**Task item**: Lines from the one containing "Can you find the table" through the end of the entries below: set them down exactly, both ends included, with nothing added.

[Stored dataset items]
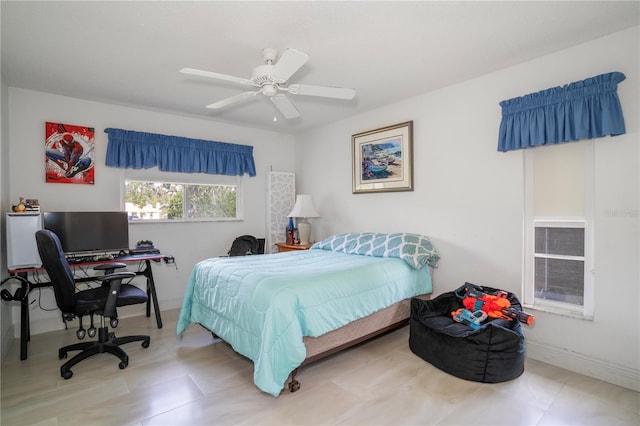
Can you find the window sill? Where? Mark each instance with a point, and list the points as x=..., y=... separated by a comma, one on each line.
x=556, y=310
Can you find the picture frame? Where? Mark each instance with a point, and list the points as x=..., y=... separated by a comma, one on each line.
x=69, y=154
x=383, y=159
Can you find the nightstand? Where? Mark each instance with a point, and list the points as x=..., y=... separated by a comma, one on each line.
x=282, y=247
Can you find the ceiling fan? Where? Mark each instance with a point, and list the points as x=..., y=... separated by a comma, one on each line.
x=271, y=79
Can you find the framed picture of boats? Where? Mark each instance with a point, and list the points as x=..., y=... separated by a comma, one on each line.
x=383, y=159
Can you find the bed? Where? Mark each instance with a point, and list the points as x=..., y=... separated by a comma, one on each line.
x=283, y=310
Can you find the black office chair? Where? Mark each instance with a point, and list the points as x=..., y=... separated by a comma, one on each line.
x=246, y=245
x=101, y=300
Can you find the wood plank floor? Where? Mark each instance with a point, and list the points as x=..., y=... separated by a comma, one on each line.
x=200, y=381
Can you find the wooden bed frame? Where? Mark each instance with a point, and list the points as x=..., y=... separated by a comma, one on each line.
x=390, y=318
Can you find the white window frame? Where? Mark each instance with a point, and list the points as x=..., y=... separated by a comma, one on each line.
x=586, y=311
x=154, y=175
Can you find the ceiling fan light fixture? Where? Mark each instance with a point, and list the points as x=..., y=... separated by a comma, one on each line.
x=273, y=77
x=269, y=89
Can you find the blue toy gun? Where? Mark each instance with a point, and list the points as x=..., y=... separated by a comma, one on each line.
x=472, y=319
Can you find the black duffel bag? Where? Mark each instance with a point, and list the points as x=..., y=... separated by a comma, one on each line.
x=491, y=354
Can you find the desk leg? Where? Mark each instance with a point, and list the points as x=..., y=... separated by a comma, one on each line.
x=151, y=291
x=25, y=329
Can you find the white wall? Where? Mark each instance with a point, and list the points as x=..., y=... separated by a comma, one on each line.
x=6, y=324
x=188, y=242
x=469, y=198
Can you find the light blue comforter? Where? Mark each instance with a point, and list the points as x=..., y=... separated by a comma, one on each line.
x=263, y=305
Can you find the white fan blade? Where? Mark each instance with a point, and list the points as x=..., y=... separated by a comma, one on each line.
x=233, y=99
x=218, y=76
x=290, y=62
x=323, y=91
x=284, y=105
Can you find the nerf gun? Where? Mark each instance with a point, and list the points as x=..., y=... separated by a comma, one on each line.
x=495, y=306
x=472, y=319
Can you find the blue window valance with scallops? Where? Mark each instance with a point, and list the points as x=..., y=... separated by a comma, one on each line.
x=584, y=109
x=140, y=150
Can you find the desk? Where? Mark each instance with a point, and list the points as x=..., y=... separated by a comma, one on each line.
x=25, y=332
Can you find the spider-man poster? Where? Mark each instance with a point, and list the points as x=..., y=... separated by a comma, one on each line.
x=69, y=153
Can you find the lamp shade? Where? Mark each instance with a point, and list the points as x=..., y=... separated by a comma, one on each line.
x=304, y=207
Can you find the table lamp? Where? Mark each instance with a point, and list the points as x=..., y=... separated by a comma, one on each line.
x=302, y=210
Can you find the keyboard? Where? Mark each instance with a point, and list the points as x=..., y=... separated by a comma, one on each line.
x=138, y=251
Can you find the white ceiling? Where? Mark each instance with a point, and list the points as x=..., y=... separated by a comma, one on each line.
x=129, y=53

**Answer area**:
Can you find the table lamp? Where? Mark each instance with a point, and list the points as x=..., y=... separated by a comma, one on each line.
x=302, y=210
Can you find the keyboard? Where? Mark each instance with a point, and list the points as x=..., y=... separated by a comma, one on each line.
x=138, y=251
Can you find the white ceiling? Where? Mark each instance with a point, and list the points as x=..., y=... separated by a comma, one on each line.
x=129, y=53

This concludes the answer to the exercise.